What the task asks
Check each line of the data below for the string "white". Then give the number of lines that have it, without anything else.

== Extracted material ==

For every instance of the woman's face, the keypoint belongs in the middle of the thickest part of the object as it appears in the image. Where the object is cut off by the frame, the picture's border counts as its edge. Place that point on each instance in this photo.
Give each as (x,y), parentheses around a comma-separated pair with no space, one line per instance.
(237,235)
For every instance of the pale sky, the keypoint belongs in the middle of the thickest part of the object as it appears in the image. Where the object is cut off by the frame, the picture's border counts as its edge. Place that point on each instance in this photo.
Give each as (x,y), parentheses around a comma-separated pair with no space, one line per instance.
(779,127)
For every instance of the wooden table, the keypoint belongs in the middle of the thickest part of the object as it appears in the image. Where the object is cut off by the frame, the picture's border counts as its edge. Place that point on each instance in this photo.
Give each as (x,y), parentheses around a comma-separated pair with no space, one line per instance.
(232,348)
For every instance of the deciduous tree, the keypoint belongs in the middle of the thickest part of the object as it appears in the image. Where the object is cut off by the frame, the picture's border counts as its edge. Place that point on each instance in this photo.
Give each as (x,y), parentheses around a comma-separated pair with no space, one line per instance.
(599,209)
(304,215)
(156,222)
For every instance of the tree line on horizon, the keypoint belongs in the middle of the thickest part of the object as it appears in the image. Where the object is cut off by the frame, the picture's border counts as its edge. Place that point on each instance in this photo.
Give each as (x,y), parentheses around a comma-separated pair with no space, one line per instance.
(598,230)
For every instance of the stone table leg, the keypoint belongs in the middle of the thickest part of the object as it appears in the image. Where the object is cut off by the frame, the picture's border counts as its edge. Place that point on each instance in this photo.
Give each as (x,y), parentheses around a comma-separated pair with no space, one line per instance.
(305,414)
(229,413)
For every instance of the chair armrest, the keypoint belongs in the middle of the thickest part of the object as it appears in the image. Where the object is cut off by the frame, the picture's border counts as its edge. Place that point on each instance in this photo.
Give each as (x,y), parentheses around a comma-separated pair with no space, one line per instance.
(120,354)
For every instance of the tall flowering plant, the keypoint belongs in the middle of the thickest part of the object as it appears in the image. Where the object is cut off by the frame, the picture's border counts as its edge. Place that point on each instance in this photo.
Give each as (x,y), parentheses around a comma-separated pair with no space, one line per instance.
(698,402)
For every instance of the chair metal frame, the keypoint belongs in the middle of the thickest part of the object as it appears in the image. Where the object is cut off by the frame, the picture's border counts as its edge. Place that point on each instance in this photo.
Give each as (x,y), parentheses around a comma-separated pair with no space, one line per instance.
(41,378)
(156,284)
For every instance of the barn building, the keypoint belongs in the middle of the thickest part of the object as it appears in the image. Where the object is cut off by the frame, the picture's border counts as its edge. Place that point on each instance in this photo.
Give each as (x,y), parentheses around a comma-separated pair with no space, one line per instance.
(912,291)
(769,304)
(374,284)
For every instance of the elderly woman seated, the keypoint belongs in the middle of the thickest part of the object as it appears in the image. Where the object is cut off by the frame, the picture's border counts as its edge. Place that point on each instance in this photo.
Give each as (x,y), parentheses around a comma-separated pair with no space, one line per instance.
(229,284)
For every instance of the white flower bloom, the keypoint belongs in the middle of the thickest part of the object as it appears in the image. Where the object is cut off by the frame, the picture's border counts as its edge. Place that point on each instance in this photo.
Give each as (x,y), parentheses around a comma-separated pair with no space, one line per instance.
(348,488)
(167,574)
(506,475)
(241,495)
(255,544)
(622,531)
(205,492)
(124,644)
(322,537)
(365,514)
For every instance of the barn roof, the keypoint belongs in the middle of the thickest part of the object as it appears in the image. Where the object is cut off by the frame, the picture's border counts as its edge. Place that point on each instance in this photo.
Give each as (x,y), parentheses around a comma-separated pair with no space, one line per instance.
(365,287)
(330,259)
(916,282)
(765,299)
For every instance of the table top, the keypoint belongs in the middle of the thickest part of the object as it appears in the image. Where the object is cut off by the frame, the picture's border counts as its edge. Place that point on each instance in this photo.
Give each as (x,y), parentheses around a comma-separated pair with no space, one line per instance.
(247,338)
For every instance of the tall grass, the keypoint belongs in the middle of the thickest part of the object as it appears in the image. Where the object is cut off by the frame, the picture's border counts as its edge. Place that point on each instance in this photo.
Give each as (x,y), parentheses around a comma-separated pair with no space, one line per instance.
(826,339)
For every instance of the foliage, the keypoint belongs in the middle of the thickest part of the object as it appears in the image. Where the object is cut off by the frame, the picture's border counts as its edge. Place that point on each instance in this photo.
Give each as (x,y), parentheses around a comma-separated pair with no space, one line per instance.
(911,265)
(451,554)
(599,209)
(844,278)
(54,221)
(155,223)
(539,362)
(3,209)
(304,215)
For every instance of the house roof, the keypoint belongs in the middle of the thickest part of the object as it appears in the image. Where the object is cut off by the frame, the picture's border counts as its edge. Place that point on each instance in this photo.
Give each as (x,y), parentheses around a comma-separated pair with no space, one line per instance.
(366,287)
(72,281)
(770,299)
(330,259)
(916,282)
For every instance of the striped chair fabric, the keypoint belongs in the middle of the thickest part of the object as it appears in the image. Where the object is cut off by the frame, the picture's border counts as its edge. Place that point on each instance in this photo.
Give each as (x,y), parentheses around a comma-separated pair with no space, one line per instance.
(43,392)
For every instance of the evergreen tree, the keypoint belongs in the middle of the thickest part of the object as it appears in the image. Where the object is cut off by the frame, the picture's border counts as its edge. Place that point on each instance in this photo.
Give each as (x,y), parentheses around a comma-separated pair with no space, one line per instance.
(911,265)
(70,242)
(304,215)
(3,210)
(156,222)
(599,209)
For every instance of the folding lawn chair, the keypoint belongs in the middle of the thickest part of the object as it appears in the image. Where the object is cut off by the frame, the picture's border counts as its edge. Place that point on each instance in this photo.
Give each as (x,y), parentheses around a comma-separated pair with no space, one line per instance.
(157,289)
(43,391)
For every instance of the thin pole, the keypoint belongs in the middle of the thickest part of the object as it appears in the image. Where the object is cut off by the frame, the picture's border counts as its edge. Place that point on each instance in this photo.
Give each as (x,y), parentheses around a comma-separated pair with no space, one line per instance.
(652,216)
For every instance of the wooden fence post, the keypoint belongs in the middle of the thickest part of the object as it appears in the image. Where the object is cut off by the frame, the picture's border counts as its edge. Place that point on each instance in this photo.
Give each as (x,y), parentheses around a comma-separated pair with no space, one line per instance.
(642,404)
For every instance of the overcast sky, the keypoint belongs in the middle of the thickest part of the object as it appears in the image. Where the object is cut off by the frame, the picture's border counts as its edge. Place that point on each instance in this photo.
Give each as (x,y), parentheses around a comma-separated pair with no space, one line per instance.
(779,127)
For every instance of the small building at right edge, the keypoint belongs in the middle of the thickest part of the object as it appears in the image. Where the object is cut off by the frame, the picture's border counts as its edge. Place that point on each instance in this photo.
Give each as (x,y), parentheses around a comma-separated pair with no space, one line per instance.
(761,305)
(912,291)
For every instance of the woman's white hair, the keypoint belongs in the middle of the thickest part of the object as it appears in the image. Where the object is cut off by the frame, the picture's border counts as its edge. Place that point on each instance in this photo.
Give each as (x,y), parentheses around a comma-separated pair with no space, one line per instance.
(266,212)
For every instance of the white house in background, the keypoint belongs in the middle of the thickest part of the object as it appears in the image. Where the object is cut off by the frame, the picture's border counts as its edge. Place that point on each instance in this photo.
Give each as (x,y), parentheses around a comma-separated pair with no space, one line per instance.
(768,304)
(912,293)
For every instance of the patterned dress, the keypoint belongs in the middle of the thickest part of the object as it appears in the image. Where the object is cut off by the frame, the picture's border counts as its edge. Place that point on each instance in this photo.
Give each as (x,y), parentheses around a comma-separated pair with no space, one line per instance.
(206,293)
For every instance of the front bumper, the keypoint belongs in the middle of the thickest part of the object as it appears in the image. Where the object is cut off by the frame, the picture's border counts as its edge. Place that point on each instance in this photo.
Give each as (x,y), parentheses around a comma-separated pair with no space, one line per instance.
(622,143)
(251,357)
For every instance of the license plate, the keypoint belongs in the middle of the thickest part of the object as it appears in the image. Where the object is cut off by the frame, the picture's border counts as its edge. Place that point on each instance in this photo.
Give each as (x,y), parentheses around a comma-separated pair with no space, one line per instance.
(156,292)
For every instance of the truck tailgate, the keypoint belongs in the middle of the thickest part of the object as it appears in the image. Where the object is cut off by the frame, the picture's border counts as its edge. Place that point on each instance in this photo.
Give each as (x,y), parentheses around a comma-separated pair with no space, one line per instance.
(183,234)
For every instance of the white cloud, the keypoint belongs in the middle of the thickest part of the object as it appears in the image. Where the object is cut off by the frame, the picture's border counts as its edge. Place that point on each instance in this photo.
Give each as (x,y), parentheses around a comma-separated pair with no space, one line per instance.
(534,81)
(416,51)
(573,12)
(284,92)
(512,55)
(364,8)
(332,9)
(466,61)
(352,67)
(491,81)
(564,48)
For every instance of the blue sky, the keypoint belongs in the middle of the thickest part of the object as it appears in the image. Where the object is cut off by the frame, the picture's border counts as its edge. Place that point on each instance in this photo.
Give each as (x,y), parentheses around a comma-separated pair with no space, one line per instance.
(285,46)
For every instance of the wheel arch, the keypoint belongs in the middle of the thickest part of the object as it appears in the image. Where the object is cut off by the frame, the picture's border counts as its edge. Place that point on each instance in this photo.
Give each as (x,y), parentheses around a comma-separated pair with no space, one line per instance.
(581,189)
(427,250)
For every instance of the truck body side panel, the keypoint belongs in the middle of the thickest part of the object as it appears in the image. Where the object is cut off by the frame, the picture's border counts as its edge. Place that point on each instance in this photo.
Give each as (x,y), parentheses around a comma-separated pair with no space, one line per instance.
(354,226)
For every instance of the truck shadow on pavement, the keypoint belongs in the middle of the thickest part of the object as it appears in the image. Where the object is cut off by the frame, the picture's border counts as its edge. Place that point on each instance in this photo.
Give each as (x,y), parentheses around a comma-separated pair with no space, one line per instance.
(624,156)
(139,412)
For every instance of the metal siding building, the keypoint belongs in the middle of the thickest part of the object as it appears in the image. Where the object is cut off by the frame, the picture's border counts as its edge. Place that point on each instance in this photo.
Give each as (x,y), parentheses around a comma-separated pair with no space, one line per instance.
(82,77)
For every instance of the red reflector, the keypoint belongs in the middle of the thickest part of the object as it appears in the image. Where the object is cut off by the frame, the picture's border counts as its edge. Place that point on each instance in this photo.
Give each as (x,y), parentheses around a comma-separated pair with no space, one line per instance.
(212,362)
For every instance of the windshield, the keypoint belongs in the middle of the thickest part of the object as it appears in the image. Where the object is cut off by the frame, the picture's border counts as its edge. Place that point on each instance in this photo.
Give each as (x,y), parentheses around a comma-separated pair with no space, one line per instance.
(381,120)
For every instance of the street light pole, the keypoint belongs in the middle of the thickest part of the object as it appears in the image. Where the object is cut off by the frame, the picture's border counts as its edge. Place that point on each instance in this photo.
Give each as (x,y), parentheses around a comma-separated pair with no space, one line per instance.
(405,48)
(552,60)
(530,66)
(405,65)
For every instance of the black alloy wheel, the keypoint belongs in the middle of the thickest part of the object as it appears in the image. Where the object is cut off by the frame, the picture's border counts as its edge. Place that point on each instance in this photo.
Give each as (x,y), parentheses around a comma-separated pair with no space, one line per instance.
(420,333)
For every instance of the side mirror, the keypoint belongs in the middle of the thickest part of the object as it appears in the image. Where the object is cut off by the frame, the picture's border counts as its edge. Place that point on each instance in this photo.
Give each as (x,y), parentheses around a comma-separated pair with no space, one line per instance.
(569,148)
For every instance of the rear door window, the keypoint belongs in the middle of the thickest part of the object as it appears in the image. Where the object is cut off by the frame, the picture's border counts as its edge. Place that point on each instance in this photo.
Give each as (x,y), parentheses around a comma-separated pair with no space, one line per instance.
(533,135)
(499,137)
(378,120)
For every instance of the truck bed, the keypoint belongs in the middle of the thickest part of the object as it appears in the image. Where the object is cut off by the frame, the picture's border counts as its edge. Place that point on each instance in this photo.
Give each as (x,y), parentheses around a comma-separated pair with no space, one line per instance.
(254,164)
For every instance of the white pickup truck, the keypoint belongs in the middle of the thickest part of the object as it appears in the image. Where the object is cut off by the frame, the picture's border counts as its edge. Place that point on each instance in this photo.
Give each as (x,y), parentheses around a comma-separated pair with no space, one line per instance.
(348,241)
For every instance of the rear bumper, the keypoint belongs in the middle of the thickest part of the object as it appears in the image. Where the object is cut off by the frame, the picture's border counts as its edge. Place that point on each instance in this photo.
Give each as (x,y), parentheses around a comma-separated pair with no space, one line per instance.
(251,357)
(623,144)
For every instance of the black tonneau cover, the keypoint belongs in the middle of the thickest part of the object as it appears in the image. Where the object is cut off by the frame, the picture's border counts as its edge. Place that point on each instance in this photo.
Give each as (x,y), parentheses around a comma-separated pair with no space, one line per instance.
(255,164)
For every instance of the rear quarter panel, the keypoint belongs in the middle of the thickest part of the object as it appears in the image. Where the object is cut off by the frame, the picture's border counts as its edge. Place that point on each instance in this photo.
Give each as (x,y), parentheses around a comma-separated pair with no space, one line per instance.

===

Solution to the problem
5